** Start Selected excerpt **

MicroDC.ai - Worker Client Component¶

Overview¶

The Worker Client is the compute node component of the MicroDC.ai platform that:

Registers with the central server as an available worker
Reports available models and compute capabilities
Polls for and executes inference jobs
Returns results to the server
Manages local resources and model loading

This document outlines the architecture and requirements for building a flexible, extensible client that can work with various inference engines.

Core Architecture¶

Design Principles¶

Pluggable Inference Engine: Abstract interface allowing different backends (Ollama, vLLM, Hugging Face, etc.)
Model Discovery: Automatic detection and reporting of available models
Resource Management: Efficient GPU/CPU utilization and memory management
Fault Tolerance: Graceful handling of failures with automatic recovery
Security: Secure communication with server using API keys and TLS

Component Structure¶

microdc-client/
├── src/
│   ├── core/
│   │   ├── __init__.py
│   │   ├── config.py           # Configuration management
│   │   ├── client.py           # Main client orchestrator
│   │   └── exceptions.py       # Custom exceptions
│   ├── api/
│   │   ├── __init__.py
│   │   ├── server_client.py    # Server API communication
│   │   ├── models.py           # Pydantic models for API
│   │   └── auth.py            # Authentication handling
│   ├── engines/
│   │   ├── __init__.py
│   │   ├── base.py            # Abstract inference engine interface
│   │   ├── ollama.py          # Ollama implementation
│   │   ├── vllm.py            # vLLM implementation (future)
│   │   └── transformers.py    # HuggingFace implementation (future)

** End Selected excerpt **
** Start Given data **

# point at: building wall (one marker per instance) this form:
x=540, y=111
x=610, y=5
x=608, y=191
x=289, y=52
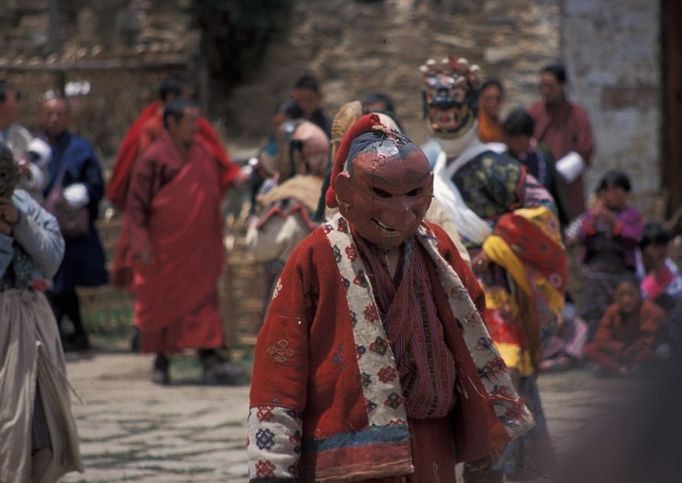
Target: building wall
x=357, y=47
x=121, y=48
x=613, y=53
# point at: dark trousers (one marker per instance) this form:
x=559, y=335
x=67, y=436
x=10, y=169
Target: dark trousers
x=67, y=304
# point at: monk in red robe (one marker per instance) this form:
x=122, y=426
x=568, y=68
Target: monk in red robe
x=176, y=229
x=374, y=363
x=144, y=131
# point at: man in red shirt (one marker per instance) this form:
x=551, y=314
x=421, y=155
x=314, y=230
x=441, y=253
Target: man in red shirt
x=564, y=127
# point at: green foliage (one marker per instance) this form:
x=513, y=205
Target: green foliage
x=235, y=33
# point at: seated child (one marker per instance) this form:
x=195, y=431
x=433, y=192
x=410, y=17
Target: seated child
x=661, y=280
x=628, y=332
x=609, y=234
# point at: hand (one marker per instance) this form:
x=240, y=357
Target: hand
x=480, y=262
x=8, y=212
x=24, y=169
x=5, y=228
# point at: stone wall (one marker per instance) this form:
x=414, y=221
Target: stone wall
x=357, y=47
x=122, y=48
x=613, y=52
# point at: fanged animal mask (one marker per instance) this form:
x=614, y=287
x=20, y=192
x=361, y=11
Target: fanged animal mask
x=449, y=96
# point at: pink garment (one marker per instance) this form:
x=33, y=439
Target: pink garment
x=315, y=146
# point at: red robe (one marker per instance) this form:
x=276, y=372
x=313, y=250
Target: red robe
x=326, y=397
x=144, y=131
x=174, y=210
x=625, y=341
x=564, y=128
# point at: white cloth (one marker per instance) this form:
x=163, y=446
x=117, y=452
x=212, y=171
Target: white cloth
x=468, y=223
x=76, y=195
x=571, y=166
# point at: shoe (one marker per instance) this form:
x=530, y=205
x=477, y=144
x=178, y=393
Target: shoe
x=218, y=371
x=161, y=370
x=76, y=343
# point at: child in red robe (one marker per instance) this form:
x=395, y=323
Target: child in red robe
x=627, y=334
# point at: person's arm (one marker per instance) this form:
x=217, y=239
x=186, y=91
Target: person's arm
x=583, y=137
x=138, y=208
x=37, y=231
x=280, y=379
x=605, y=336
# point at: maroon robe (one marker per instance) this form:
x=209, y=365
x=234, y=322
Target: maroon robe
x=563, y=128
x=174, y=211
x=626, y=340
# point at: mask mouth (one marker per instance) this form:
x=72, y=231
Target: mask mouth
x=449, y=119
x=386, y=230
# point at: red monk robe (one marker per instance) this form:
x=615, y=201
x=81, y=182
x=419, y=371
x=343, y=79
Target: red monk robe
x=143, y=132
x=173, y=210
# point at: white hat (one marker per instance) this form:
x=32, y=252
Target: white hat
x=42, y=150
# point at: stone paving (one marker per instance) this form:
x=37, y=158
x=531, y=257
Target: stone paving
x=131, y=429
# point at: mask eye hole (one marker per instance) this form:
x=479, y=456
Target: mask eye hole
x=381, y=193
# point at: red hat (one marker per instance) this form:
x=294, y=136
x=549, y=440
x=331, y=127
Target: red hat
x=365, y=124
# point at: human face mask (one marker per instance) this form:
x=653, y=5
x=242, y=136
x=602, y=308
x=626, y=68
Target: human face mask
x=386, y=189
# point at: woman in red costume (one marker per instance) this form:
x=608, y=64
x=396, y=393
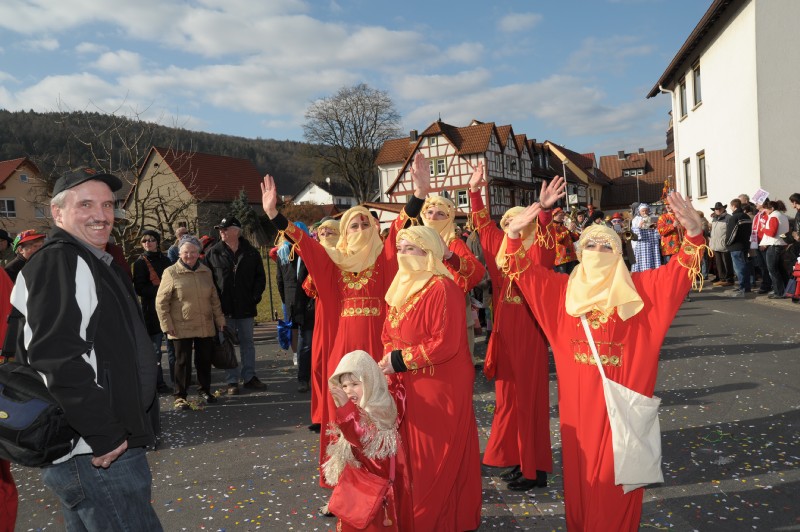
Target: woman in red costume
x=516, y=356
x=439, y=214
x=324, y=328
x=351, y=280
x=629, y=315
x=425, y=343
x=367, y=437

** End Given data **
** Start Given data **

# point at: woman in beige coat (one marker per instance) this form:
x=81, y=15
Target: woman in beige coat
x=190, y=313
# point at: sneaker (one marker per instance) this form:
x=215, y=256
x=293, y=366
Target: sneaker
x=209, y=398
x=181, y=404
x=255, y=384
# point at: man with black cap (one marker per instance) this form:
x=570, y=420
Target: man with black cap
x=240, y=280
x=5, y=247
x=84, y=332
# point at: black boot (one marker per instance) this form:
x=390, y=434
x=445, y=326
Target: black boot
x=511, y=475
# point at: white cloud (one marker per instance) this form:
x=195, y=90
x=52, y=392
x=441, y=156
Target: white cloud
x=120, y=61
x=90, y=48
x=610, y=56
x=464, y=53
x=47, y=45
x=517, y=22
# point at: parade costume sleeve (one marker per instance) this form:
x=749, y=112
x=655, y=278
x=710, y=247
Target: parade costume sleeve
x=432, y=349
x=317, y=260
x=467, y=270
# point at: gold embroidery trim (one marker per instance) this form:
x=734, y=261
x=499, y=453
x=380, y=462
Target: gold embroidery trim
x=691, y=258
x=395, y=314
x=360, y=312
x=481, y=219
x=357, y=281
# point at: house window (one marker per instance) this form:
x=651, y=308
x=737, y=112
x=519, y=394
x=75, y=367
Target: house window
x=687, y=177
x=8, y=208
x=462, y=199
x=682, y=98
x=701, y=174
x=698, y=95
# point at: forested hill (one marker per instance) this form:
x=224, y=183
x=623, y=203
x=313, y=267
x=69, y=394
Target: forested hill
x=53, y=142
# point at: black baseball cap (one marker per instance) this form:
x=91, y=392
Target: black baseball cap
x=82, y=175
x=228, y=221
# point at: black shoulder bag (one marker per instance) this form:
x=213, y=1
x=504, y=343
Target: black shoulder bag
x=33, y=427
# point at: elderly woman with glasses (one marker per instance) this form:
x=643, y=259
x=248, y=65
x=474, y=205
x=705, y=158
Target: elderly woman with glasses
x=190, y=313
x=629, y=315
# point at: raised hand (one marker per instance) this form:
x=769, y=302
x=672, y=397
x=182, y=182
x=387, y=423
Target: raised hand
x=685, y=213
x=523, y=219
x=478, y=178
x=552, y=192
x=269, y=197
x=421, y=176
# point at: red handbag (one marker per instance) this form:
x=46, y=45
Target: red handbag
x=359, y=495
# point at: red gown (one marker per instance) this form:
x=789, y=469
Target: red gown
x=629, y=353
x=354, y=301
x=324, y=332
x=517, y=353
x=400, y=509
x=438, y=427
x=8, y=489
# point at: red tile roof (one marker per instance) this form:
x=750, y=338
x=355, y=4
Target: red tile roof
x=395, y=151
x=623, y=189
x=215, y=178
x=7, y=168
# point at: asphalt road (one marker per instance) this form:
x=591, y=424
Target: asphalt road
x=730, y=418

** End Given data **

Your tasks:
[1] In the worker client page, shorten the paragraph that begins "The Worker Client is the compute node component" and keep all its main points.
[2] Pick up the worker client page after its last line and keep writing it.
You won't need the lines for this.

Task-by-task results:
[1] The Worker Client is the compute node of the MicroDC.ai platform. It registers with the central server as a worker and reports its models and compute capabilities. It polls for inference jobs, runs them, and sends the results back. It also manages local resources and model loading.

[2]
│   ├── jobs/
│   │   ├── __init__.py
│   │   ├── executor.py        # Job execution orchestrator
│   │   ├── queue.py           # Local job queue management
│   │   └── monitor.py         # Job progress monitoring
│   ├── models/
│   │   ├── __init__.py
│   │   ├── registry.py        # Local model registry
│   │   ├── capabilities.py    # Model capability detection
│   │   └── loader.py          # Model loading/unloading
│   └── utils/
│       ├── __init__.py
│       ├── system.py          # System resource monitoring
│       ├── logging.py         # Logging configuration
│       └── health.py          # Health checks
├── tests/
├── config/
│   └── default.yaml           # Default configuration
├── requirements.txt
└── setup.py

Registration Flow¶

1. Initial Registration¶

# Pseudocode for worker registration
async def register_worker():
    """Register this worker with the MicroDC server."""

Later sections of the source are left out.